Records from a dataset
• • • • • • •

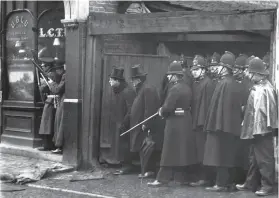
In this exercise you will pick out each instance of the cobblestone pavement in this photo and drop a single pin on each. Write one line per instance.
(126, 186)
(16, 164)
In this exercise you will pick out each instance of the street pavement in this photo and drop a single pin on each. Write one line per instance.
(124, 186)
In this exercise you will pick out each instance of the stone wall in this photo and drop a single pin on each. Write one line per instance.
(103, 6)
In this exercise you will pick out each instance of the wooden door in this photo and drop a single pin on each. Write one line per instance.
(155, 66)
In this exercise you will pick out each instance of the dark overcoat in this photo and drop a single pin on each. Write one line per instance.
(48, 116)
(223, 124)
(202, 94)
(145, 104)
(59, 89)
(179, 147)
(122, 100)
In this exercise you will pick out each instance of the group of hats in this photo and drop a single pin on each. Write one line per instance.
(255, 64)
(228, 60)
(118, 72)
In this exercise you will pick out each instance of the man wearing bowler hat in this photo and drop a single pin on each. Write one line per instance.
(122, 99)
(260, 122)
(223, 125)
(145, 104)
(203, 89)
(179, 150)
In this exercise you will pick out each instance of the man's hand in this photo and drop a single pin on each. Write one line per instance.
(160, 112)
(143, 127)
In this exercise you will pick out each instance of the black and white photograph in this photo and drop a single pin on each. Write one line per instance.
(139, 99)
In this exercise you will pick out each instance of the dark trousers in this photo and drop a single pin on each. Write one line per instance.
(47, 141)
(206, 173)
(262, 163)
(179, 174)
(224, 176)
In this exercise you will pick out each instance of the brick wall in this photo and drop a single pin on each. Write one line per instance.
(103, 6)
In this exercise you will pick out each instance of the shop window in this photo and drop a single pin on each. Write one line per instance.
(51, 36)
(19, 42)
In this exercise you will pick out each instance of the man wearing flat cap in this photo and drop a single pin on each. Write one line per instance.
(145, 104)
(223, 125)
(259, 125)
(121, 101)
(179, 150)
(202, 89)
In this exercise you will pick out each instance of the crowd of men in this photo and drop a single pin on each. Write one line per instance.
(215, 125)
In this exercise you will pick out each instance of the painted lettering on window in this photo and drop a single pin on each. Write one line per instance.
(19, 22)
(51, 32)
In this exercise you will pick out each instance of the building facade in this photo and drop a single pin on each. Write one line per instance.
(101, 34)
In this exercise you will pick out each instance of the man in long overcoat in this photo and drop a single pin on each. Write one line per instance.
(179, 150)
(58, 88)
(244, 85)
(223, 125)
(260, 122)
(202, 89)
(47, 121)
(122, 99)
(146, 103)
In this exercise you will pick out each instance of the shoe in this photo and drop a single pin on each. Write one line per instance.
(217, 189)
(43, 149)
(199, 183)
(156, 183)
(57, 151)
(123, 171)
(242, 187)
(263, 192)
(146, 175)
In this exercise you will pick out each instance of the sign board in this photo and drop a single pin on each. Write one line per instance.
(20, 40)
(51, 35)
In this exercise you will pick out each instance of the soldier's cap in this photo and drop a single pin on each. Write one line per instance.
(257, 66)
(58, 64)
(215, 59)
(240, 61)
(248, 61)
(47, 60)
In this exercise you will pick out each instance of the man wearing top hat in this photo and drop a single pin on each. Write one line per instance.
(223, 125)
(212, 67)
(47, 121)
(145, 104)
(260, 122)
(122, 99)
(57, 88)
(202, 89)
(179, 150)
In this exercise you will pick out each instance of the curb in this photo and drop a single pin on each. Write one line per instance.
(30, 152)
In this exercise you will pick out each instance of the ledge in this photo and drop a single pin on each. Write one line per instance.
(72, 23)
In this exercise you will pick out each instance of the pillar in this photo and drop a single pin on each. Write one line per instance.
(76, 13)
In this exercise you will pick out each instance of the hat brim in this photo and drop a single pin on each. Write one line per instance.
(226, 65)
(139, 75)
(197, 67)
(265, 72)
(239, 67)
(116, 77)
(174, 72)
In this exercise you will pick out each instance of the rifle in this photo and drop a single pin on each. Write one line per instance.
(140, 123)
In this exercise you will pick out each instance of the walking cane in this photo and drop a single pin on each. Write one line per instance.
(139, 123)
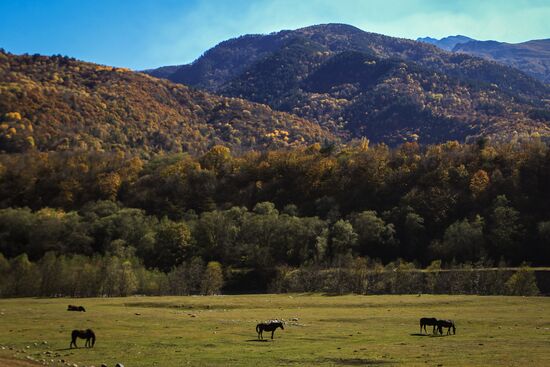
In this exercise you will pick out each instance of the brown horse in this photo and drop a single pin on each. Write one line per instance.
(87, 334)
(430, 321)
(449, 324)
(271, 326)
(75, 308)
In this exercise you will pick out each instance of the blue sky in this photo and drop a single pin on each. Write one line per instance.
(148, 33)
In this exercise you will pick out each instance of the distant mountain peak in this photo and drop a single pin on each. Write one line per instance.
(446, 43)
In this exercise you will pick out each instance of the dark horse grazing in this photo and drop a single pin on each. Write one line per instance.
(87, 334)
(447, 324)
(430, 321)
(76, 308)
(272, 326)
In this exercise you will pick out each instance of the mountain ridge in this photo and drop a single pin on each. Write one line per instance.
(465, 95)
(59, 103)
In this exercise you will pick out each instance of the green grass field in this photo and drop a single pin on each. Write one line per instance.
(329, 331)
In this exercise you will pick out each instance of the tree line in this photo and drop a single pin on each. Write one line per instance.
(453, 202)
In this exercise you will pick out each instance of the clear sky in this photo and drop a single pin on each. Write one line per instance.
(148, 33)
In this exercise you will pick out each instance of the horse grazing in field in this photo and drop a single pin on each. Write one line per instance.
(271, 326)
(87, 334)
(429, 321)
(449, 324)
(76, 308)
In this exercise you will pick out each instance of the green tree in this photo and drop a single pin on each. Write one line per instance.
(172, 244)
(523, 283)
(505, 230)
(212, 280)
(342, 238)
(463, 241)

• • • • • • •

• Description of the task: Output nothing but the lines from the one that contains "of the horse" through the final line of the entries above, exactly as they appear.

• Response:
In this exercise you will pick out each instance of the horse grazing in field in this photo and drop a single pin on each. Write one line per instance.
(271, 326)
(87, 334)
(429, 321)
(449, 324)
(76, 308)
In this exercise you will pick out each instance of the green tree in this photo and drop a single pin on each. Write one line per instance.
(172, 244)
(523, 283)
(505, 230)
(212, 280)
(342, 238)
(463, 241)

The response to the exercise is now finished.